Find every line in the items below that contains the string "window", and copy each of those lines. Treat the match as case-sensitive.
::: MATERIAL
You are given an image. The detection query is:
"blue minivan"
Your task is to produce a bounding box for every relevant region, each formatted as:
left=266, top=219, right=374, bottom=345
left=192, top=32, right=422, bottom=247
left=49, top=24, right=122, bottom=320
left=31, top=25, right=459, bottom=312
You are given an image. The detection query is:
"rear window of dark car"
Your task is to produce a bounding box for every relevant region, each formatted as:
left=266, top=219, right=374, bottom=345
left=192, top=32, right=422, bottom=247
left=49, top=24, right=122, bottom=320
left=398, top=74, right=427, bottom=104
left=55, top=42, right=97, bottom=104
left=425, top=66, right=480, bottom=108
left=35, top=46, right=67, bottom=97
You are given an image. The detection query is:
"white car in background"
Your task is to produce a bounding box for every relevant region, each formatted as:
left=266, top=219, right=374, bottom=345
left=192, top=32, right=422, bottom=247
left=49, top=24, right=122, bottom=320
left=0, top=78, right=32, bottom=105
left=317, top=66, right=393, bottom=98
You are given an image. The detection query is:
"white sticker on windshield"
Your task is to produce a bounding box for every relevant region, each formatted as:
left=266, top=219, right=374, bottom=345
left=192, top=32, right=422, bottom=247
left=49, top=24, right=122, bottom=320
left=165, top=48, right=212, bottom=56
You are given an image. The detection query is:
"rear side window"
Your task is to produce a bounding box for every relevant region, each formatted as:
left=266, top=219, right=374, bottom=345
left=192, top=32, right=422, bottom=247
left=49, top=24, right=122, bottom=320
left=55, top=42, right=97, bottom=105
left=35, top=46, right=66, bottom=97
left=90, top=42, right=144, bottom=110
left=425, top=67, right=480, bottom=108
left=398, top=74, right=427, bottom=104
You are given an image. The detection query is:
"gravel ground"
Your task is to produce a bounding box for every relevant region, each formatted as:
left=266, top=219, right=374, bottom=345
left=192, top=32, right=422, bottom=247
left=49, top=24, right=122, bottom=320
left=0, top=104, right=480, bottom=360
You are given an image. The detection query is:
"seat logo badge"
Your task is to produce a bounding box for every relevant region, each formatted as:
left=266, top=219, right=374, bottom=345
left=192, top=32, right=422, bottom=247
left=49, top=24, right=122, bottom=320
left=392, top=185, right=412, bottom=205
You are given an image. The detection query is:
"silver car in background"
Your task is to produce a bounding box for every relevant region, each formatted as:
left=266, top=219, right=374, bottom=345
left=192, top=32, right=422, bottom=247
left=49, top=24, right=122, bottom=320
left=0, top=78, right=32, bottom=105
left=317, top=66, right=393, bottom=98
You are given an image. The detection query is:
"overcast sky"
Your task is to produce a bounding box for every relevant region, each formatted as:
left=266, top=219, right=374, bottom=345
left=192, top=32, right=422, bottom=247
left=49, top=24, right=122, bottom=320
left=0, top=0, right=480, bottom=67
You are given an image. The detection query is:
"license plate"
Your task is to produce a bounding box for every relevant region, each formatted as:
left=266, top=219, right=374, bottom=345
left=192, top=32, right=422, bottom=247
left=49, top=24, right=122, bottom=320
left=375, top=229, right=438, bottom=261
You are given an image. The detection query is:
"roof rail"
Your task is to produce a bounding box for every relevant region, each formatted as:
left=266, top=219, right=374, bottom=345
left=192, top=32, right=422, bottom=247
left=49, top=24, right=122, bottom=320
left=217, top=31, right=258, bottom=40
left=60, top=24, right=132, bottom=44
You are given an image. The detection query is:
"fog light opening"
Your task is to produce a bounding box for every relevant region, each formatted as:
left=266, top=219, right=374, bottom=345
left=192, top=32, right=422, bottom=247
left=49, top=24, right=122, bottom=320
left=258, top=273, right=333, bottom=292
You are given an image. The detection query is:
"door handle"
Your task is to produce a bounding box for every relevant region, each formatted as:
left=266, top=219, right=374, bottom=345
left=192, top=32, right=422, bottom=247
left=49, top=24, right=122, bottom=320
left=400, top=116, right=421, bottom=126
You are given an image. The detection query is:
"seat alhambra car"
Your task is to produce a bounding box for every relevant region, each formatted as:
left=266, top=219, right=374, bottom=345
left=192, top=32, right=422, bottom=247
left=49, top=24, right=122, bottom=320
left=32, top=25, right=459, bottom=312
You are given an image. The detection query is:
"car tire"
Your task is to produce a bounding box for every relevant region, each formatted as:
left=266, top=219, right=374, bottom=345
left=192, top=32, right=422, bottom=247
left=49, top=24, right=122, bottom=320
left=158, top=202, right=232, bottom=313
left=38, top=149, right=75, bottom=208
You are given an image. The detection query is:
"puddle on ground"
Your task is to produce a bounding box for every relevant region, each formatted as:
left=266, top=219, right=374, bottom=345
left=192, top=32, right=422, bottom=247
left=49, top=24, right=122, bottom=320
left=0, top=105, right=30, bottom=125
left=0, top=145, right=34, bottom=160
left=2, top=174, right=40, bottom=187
::::::
→ FULL ANSWER
"rear window of dark car"
"rear side window"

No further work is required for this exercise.